GIVEN INSTRUCTION:
Return the data below verbatim, from first line to last, omitting the pictures.

"""

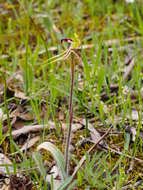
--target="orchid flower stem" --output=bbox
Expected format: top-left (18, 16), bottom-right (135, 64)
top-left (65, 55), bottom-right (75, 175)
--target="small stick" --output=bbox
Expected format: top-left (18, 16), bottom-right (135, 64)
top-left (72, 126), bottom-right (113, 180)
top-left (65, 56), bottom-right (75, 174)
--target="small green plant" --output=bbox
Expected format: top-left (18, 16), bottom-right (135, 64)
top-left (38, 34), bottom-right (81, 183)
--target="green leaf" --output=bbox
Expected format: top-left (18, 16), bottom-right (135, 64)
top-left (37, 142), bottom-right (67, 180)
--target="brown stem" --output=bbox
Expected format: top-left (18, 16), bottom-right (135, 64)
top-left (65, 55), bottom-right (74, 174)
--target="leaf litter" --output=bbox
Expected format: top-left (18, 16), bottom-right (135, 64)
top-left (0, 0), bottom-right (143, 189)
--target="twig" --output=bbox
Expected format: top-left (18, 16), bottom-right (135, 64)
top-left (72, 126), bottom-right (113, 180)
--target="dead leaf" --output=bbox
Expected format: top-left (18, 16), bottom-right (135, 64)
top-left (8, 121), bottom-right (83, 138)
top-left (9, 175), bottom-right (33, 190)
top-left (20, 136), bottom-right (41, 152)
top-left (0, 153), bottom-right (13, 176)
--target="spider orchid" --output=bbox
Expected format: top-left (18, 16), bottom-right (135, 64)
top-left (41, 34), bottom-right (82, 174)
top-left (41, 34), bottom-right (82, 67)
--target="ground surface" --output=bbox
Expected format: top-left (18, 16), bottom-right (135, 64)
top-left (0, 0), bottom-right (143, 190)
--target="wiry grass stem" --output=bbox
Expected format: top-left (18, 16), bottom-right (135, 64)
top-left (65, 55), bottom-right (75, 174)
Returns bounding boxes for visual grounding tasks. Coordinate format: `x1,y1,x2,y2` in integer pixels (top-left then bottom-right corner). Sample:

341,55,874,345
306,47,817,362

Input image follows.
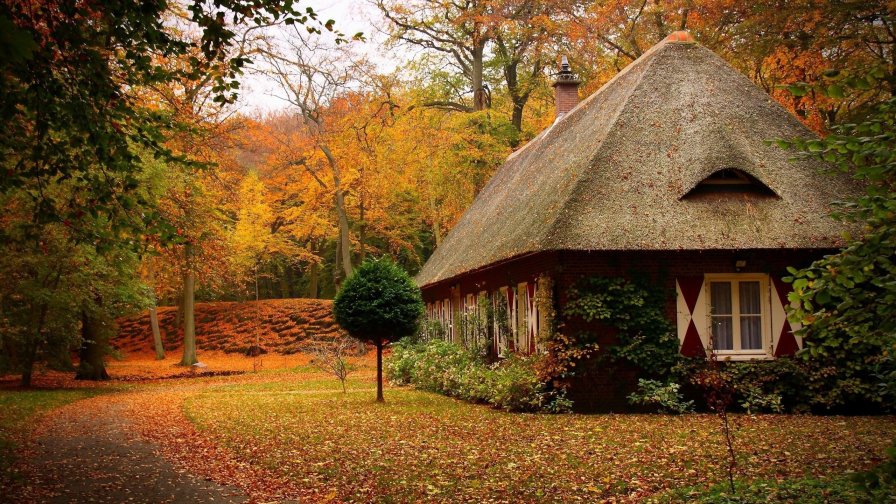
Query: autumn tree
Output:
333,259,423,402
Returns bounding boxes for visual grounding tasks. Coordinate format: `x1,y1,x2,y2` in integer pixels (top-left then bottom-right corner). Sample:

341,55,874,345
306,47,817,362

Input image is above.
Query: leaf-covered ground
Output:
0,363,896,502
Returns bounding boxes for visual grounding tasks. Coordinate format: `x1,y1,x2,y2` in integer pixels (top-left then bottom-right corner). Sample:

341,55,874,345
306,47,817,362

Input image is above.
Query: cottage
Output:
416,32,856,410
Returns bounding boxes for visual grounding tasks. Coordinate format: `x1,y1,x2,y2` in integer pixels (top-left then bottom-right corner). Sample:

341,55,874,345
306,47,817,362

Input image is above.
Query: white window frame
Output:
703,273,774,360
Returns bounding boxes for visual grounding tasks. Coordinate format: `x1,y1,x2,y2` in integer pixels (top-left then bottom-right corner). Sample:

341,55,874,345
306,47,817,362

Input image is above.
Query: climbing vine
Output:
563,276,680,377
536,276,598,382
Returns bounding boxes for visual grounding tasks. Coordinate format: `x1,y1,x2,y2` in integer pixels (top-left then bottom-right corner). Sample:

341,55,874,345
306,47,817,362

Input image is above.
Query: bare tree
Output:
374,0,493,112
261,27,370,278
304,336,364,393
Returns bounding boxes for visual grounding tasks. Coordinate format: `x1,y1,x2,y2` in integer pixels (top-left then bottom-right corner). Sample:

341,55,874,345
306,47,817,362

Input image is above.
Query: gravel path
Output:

"""

FINAL RESULT:
--target="orchid flower stem" --output=bbox
Expected format: top-left (18, 16), bottom-right (135, 64)
top-left (65, 55), bottom-right (75, 175)
--target="small stick" --output=bbox
Expected format: top-left (18, 16), bottom-right (135, 64)
top-left (72, 126), bottom-right (113, 180)
top-left (65, 56), bottom-right (75, 174)
--target="small green plant" --output=bbox
Expected format: top-left (18, 16), bottom-right (135, 64)
top-left (38, 34), bottom-right (81, 183)
--target="green leaf" --output=bbox
Expected format: top-left (18, 16), bottom-right (135, 64)
top-left (37, 142), bottom-right (67, 180)
--target="brown stem" --output=bbox
Expected format: top-left (18, 16), bottom-right (135, 64)
top-left (65, 55), bottom-right (74, 174)
--target="leaf litter" --output=bbox
Expected format: top-left (18, 16), bottom-right (135, 64)
top-left (0, 0), bottom-right (143, 189)
--target="twig" --output=bbox
Expected format: top-left (18, 16), bottom-right (135, 64)
top-left (72, 126), bottom-right (113, 180)
--target="dead leaf" --output=bbox
Expected format: top-left (18, 16), bottom-right (135, 64)
top-left (8, 121), bottom-right (83, 138)
top-left (9, 175), bottom-right (33, 190)
top-left (20, 136), bottom-right (41, 152)
top-left (0, 153), bottom-right (13, 176)
--target="spider orchid" --output=bbox
Expected format: top-left (18, 16), bottom-right (135, 64)
top-left (41, 34), bottom-right (82, 174)
top-left (41, 34), bottom-right (82, 67)
--target="ground surface" --output=bbox
Expected format: top-left (18, 16), bottom-right (135, 64)
top-left (0, 0), bottom-right (143, 190)
--target="wiry grass stem" --output=bbox
Expected format: top-left (18, 16), bottom-right (135, 64)
top-left (65, 55), bottom-right (75, 174)
Returns bounding boxes for visual grounding tasks. Coordinate format: `x1,y1,x2,y2` in integer pixels (top-left then bottom-right corner). Sample:

341,55,874,345
306,47,817,362

Input image follows.
Query: autumn tree
Output:
333,259,423,402
Returns bounding boxes for visual grounding tasks. Coordinate format: `x1,y1,x2,y2` in integer pixels (top-left then bottom-right corner). Sample:

341,55,874,345
306,47,817,362

Input image is above.
Query: leaf-covered ground
Output:
0,363,896,502
Returns bounding boxes for visual grounding tasks. Coordinate format: `x1,y1,x2,y2` in integer pixels (top-left then bottom-right corner). Sample:

341,55,874,345
306,47,817,362

Input image is above.
Query: cottage
Output:
416,32,856,410
Returns bounding boxes for visual grounding tasks. Coordinate format: `x1,y1,x2,y2` in integer pixels (top-left then bottom-right corner). Sample:

341,55,874,345
306,47,817,362

Input image is above.
Query: white window frame
Output:
703,273,774,360
Returns bounding boxes for visual grounding tasks. Coordinate format: `x1,y1,x2,y2` in integer pixels (top-left then bottom-right corner). Sample:

341,55,874,345
306,47,817,362

Input image is above.
Query: climbing vine
Output:
563,276,680,377
536,276,598,382
Returns bounding boxes for visual grounding tasks. Coordinate format: `x1,y1,x2,y2` in integer pixels (top-left then bottom-right corner). Sample:

341,55,874,345
306,47,817,362

Input image is above.
Query: bare tree
Output:
374,0,493,112
261,27,370,278
304,336,364,393
Returns bounding boxes for visual grounding tasks. Coordinate format: `x1,y1,x2,y2` in integer pixels (top-left then bottom-right corner). Sample:

341,55,874,345
306,47,817,362

Input image is above.
Query: gravel path
Output:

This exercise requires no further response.